Each line shown below should be copied exactly.
The data Start Marker
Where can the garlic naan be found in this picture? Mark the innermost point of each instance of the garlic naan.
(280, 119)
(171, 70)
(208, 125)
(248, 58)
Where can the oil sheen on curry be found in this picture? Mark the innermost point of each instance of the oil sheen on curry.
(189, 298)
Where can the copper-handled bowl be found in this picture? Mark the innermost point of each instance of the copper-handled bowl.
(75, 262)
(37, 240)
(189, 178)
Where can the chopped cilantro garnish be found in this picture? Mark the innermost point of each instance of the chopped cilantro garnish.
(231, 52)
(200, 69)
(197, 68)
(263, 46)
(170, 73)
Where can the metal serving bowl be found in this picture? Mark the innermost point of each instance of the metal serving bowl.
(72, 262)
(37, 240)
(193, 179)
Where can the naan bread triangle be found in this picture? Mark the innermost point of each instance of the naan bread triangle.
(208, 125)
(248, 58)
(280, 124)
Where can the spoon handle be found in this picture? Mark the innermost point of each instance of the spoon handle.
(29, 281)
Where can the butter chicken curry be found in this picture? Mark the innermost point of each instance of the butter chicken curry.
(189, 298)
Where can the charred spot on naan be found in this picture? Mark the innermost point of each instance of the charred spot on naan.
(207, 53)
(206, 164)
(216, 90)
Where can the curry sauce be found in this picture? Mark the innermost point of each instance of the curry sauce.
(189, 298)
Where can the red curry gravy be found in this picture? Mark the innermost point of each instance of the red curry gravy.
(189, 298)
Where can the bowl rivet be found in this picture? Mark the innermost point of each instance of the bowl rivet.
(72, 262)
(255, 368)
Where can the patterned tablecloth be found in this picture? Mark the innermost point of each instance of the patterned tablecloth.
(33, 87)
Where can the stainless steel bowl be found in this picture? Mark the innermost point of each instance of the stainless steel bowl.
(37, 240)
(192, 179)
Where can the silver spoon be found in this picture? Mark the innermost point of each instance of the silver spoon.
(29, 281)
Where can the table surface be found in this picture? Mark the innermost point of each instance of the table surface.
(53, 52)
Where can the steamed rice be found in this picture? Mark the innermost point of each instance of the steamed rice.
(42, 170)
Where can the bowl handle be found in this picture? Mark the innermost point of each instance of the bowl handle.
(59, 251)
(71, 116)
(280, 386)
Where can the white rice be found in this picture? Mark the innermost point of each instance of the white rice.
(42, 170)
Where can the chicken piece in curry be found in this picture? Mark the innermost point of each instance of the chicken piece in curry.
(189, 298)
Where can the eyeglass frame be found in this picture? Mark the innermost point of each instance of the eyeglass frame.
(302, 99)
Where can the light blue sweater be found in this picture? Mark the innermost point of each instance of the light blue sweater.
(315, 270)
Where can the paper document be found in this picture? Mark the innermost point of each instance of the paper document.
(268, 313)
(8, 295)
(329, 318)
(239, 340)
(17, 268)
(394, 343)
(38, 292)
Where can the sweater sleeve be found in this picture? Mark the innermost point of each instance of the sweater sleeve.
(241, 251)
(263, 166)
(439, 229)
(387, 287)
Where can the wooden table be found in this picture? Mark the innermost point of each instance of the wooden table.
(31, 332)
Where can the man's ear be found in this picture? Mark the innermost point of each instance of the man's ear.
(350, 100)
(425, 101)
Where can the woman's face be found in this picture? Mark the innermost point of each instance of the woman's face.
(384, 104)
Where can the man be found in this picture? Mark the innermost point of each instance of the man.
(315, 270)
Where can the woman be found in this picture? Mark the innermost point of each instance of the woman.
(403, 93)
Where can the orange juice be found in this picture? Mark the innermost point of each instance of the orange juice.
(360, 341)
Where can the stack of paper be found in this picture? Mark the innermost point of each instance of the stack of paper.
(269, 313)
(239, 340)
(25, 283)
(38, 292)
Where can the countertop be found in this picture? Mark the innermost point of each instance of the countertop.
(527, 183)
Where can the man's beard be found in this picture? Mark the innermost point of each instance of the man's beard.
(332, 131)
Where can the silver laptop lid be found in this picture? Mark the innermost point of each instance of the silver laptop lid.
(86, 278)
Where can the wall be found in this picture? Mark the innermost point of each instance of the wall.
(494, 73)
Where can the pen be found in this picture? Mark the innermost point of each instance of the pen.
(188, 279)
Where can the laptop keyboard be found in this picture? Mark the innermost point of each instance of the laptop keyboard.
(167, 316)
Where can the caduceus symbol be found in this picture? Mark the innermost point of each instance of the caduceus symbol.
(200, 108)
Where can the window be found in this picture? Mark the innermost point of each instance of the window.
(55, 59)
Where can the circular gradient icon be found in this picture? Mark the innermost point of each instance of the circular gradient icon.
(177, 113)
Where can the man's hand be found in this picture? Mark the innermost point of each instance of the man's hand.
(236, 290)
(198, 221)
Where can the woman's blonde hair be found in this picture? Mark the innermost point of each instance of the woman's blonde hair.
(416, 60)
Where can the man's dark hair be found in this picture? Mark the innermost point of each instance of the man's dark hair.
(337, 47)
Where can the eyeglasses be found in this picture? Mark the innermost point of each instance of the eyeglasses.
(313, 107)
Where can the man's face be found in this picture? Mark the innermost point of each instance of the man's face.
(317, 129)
The data End Marker
• _Task response_:
Where can the garlic naan be found in this picture? Mark the innermost point of each instance of the garlic naan.
(280, 119)
(171, 70)
(208, 125)
(248, 58)
Where can the oil sheen on curry be found in this picture? Mark the innermost point of each instance of the oil sheen on curry.
(189, 298)
Where can the copper-handled bowl be found in this picture? Mark the innermost point of each instance of the copper-handled bowl.
(75, 262)
(37, 240)
(189, 178)
Where can the chopped cilantro garnish be found in this picture? Mark the innermost point of each instance of the chopped cilantro garnish.
(231, 52)
(200, 69)
(197, 68)
(263, 46)
(170, 73)
Where can the metal serving bowl be found in this picture? Mark the innermost point of each instance of the metal serving bowl.
(72, 262)
(37, 240)
(193, 179)
Where can the naan bread triangle be found in this picture? Mark the innermost point of each instance of the naan bread triangle.
(208, 125)
(248, 58)
(280, 124)
Where can the spoon handle be found in this picture? Mark the innermost point of each instance of the spoon handle.
(29, 281)
Where can the butter chicken curry be found in this picture? Mark the innermost point of each instance of the butter chicken curry.
(189, 298)
Where can the charred spot on naan be found in this picture? Mark the innermost point of each instance of the charred spot on naan.
(207, 53)
(206, 164)
(216, 90)
Where can the curry sauce be found in this picture? Mark the innermost point of each instance of the curry sauce.
(189, 298)
Where can the red curry gravy be found in this picture? Mark the innermost point of each instance of the red curry gravy.
(189, 298)
Where can the bowl rivet be found in this picture? Mark the innermost point of each instance of the bowl rivet.
(72, 262)
(255, 368)
Where can the patterned tablecloth be found in this picture? Mark the innermost point of each instance of the patterned tablecloth.
(33, 87)
Where can the stainless steel bowl be found in this picture? Mark the innermost point of each instance of the stainless steel bowl.
(37, 240)
(192, 179)
Where can the silver spoon be found in this picture? Mark the innermost point of each instance of the silver spoon.
(29, 281)
Where can the table surface be found in this picture? Mark the innermost point of each instance of the table surface.
(53, 52)
Where can the steamed rice be found in this picture? Mark the innermost point of each instance of the steamed rice.
(42, 170)
Where can the bowl handle be found in this picture? Mark the innermost point of each instance of the bowl handle.
(59, 251)
(71, 116)
(280, 386)
Where can the white rice be found in this picture? Mark the innermost point of each instance of the white rice.
(42, 170)
Where can the chicken piece in curry be found in this picture? Mark the innermost point of each instance of the chicken piece in curry.
(189, 298)
Where can the eyeglass frame be found in this picture? Mark the innermost point of each instance of the eyeglass frame.
(302, 99)
Where can the light blue sweater be found in this picture? Mark the innermost point of each instance of the light blue sweater.
(315, 270)
Where can the paper document be found in this picture? Mark the innermost point of each instance of the paper document.
(268, 313)
(8, 295)
(329, 318)
(239, 340)
(17, 268)
(394, 343)
(38, 292)
Where can the sweater sleeve be found in this picture? Mark the innermost point of each instance of the sweater sleeve.
(241, 251)
(263, 166)
(439, 229)
(387, 287)
Where can the wooden table be found in this picture? Mark the innermost point of each instance of the wooden table.
(31, 332)
Where can the man's ear be found in this picture? Mark the innermost point of each instance of the man's ear.
(350, 100)
(425, 101)
Where can the woman's face be found in this picture? Mark the innermost point of each instance of the woman's face.
(384, 104)
Where can the man be found in this picture? Mark the innermost point of each instance of the man.
(315, 270)
Where can the woman be found in this picture? Mark the innermost point of each instance of the woman.
(403, 93)
Where can the orange juice be found in this picture? Mark the innermost point of each instance of the orange juice.
(360, 341)
Where can the stack of paper be found in this picture? Mark the innermost point of each instance of the stack of paper.
(269, 313)
(239, 340)
(25, 283)
(38, 292)
Where can the countertop be found in this picture? Mark the innermost point of each instance of the countertop.
(527, 183)
Where can the man's beard be found in this picture? Mark the innermost point of each instance of the man's beard.
(332, 131)
Where can the silver laptop lid be found in this picture? Mark the innermost point of each instance of the silver laptop lid.
(86, 278)
Where can the wall be found in this picture? Mark the innermost point of each instance of the wall.
(494, 73)
Where can the pen be found in this picture? Mark the innermost point of each instance of the pen.
(188, 279)
Where can the laptop keyboard be found in this picture? Mark the innermost point of each instance of the laptop keyboard.
(167, 316)
Where can the caduceus symbol be found in this picture? Mark the innermost point of each instance of the caduceus symbol.
(200, 108)
Where can the window be found in this picture? Mark the innermost point of each instance of the window.
(55, 59)
Where can the circular gradient icon be found in this picture? Mark the innermost point of each instance of the circular gradient icon.
(177, 113)
Where can the man's hand be found in this picture? Mark the innermost point of each instance of the man's hand.
(236, 290)
(198, 221)
Where can the woman's blonde hair be found in this picture? Mark the innermost point of each instance of the woman's blonde hair.
(416, 60)
Where can the man's dark hair be found in this picture? Mark the innermost point of each instance of the man's dark hair.
(337, 47)
Where can the eyeglasses be found in this picture? Mark the innermost point of each instance of the eyeglasses.
(313, 107)
Where can the man's face be found in this picture? Mark the innermost point of each instance of the man's face.
(317, 129)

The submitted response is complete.